** Start SELECTED EXTRACT **

Re: [DISCUSS] Rebase CouchDB on top of FoundationDB

Robert Samuel Newson Thu, 24 Jan 2019 02:21:34 -0800

Hi,

Thank you for the in-depth response, that’s exactly what the PMC is looking for.


You are comprehending the nature and magnitude of the change correctly here, 
where you suggest we could “just” write a new CouchDB Layer on top of 
FoundationDB and achieve a similar effect. However, the nature of software and 
software development really speaks against doing it that way, in my opinion. In 
2.0 we introduced an abstraction between the HTTP processing layer and the 
lower plumbing of b-trees and file I/O with the “fabric” application. This was 
essential to introduce clustering but it was a significant architectural 
improvement in its own right. By reimplementing below that line we can be more 
confident that we have preserved all the necessary parts of the CouchDB API and 
experience. Additionally, separate applications like the replicator and job 
scheduler can remain as they are. A lot of the existing code will remain as-is, 
or have minor changes or cleanup (the “local” mode for replication, unreachable 
since 2.0, can finally be excised, for example).

To your other point, I remember the difficulty I first had when looking at 
CouchDB. It’s in Erlang, which I’d not used before, and there is a lot of 
subtle and tricky code at the lower tiers (see couch_key_tree.erl or 
couch_btree.erl). By using FoundationDB for that instead I hope we _increase_ 
the comprehensibility of CouchDB, as what remains will be its essential nature 
and not the important but ancillary plumbing below. The increased public 
development activity on CouchDB, the size of the ambition here, and some 
cross-pollinating interest from those who know or are interested in 
FoundationDB should, I hope, bring more active developers of all levels of 
experience and interest to our project.

B.

> On 23 Jan 2019, at 23:27, Michael Fair <mich...@daclubhouse.net> wrote:
> 
> As someone who isn't as directly involved in the release-to-release
> development, would a move like this make it easier or harder for new/casual
> community members to get up to speed/understand what's going on?
> 
> As projects grow and mature, the introductory learning curve tends to get
> steeper, making it harder for people who didn't "grow up with the project"
> to grok the project as a whole thing.  Not complaining, just identifying.

** End SELECTED EXTRACT **
** Start DATA LISTING **

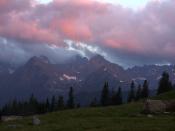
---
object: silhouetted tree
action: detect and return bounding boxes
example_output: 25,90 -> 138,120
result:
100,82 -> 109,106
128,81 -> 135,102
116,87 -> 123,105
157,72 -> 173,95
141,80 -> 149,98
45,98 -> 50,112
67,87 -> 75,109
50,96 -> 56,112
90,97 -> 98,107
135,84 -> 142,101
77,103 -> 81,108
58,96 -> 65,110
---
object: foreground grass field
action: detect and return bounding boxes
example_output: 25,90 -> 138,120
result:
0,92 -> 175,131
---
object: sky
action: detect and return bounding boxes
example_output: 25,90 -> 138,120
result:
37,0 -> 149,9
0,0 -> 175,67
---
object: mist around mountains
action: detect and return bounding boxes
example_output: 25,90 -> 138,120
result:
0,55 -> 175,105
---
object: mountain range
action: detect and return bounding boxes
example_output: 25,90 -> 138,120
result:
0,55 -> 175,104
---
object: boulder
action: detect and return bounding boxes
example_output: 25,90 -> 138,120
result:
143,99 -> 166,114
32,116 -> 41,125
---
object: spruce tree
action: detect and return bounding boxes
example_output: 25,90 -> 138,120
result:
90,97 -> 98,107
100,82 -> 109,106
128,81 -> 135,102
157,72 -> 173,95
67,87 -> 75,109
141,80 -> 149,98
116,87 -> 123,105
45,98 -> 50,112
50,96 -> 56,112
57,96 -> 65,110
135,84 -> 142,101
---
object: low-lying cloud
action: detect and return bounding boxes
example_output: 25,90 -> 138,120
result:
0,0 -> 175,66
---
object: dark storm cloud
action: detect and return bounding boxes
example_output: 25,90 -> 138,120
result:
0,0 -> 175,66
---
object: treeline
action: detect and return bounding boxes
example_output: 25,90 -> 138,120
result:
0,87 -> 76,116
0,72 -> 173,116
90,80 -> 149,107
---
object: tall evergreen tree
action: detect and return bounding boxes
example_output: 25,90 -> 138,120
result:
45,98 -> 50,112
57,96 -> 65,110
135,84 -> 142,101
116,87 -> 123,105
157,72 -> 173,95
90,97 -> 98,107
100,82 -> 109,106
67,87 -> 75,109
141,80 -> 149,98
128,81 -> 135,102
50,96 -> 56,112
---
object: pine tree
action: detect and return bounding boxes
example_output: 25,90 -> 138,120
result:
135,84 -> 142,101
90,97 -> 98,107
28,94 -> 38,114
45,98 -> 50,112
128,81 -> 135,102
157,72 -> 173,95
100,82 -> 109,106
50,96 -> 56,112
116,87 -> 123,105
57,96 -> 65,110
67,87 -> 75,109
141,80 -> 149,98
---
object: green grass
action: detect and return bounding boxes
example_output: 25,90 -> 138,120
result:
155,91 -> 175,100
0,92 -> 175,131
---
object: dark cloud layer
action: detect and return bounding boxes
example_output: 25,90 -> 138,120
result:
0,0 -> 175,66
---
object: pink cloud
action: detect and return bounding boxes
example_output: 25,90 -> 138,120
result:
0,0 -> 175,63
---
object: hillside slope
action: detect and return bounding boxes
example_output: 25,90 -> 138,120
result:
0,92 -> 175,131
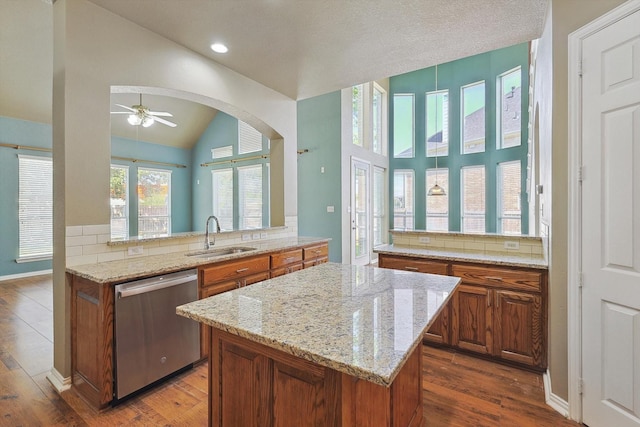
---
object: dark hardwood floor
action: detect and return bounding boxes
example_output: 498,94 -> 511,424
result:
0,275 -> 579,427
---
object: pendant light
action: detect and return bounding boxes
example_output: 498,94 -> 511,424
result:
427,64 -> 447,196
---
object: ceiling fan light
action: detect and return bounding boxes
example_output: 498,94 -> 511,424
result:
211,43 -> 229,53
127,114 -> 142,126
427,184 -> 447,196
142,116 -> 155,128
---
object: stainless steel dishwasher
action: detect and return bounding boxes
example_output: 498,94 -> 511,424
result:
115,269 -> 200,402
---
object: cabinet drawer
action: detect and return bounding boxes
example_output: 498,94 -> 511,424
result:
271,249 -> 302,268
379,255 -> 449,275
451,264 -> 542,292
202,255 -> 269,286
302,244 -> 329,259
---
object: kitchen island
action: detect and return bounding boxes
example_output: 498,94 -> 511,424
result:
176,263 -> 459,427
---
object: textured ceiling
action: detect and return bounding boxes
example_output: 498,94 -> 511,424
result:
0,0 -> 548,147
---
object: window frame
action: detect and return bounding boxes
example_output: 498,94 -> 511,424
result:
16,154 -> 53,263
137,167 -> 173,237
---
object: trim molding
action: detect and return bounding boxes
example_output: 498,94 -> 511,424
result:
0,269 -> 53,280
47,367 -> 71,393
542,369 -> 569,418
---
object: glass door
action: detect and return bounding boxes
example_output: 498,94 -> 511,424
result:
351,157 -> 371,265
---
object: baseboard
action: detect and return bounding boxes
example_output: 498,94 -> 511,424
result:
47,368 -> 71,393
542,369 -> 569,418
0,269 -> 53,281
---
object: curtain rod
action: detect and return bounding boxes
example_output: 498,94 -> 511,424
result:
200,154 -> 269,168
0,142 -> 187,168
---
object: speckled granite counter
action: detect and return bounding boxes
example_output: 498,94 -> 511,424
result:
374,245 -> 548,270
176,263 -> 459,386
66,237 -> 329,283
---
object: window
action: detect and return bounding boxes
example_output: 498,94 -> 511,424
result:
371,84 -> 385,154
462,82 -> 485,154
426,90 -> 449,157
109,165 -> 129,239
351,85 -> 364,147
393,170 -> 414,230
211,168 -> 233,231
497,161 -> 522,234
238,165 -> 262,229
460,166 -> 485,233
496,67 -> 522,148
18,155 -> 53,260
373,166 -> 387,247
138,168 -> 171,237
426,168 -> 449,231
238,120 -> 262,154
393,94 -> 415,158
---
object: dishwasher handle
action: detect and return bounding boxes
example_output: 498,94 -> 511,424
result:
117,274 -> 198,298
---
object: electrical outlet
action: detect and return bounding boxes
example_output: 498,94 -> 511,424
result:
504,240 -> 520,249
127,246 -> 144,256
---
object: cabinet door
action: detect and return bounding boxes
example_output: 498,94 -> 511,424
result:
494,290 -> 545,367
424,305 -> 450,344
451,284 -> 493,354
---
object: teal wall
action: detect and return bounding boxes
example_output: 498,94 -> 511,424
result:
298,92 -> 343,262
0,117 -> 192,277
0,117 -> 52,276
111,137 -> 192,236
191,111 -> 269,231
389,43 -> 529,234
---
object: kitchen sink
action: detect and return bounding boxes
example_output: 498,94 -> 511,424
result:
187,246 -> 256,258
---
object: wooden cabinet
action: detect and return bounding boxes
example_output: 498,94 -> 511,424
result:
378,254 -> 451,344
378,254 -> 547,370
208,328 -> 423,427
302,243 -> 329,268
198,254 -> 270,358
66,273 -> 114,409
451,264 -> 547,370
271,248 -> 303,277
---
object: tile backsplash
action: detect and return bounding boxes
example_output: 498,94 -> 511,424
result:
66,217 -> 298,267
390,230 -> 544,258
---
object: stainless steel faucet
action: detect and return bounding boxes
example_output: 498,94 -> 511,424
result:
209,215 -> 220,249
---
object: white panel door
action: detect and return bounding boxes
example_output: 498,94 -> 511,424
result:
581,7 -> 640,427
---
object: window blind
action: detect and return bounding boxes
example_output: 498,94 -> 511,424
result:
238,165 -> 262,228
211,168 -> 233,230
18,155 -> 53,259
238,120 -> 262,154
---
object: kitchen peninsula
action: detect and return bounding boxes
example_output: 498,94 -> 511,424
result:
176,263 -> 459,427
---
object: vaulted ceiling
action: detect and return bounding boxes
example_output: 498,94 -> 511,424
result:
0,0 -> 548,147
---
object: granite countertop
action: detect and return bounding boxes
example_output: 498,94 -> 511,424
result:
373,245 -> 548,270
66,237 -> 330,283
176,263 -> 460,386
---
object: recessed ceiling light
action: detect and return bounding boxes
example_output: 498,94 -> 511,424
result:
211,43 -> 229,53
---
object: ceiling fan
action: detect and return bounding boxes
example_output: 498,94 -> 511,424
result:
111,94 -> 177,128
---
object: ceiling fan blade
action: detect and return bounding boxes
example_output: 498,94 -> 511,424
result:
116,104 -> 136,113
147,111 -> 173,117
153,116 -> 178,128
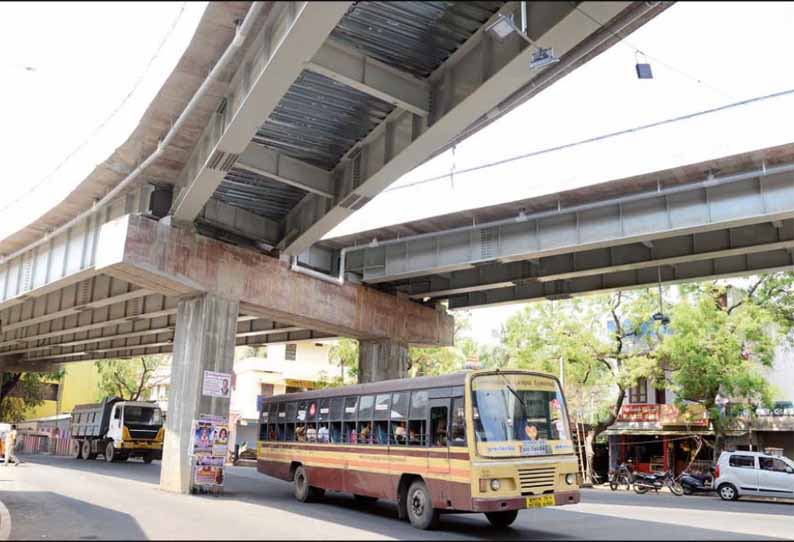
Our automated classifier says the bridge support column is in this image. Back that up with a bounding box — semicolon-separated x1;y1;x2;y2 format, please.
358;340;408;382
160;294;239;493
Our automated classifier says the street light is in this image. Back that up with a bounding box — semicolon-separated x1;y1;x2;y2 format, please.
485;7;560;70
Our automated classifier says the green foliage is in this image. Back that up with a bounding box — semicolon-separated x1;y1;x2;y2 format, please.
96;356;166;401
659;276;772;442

** End DATA LISTING **

### TO-DO LIST
**a.** Quote the CouchDB and FoundationDB message word for word, starting at "To your other" and ending at "to our project.".
**b.** Write what comes next in the message about rebasing CouchDB on FoundationDB, picking up after its last sentence.

### SOLVED PROBLEMS
**a.**
To your other point, I remember the difficulty I first had when looking at 
CouchDB. It’s in Erlang, which I’d not used before, and there is a lot of 
subtle and tricky code at the lower tiers (see couch_key_tree.erl or 
couch_btree.erl). By using FoundationDB for that instead I hope we _increase_ 
the comprehensibility of CouchDB, as what remains will be its essential nature 
and not the important but ancillary plumbing below. The increased public 
development activity on CouchDB, the size of the ambition here, and some 
cross-pollinating interest from those who know or are interested in 
FoundationDB should, I hope, bring more active developers of all levels of 
experience and interest to our project.

**b.**
> 
> Is this proposal suggesting something more akin to a storage layer
> separation (making it somewhat easier to identify the separate component
> layers and experiment with different backends) or more like a storage
> technology change (where any experimenter would first have to understand
> how FDB semantics are different from File I/O semantics)?
> 
> All in all it sounds like a promising proposal.
> My first thought was something like "Hmm, is this different than simply
> adding a 'Couch Replication Protocol' module to FoundationDB? Probably, or
> they wouldn't be proposing it this way"
> 
> Followed quickly by, "Okay, looks like I'll likely need to start learning
> FoundationDB now too if I really want to understand CouchDB's
> capabilities.  I've not really heard much/looked at it before..."
> 
> I don't think a new learning curve should dissuade people from adopting it,
> but as I haven't looked at the educational materials available, I can't
> speak to the level of "ownership" the general community would be able to
> keep.
> 
> My experience is, generally speaking, people simply avoid aspects of a
> project they don't feel competent in.  Leaving that work to those with
> stronger opinions/convictions/interest. And that the easier it is to
> independently "get up to speed" on that aspect of the project (reading a
> blog(s)/watching a video(s)/tracing code) the more likely an interested
> party is to contribute there.
> 
> It'd be great to find out that a consequence of this move makes it easier
> for interested people, still unfamiliar with CouchDB's internals, to get
> more involved because there were some great and easily accessible teaching
> materials...
> 
> This concept obviously isn't unique to this FDB proposal; nor is it
> advocating for or against; I guess it's just expressing a hope that the
> impact is made to also help those who would like to get started
> contributing to CouchDB in meaningful ways instead of them getting a new
> and more complicated third party tech dependency to go learn as well.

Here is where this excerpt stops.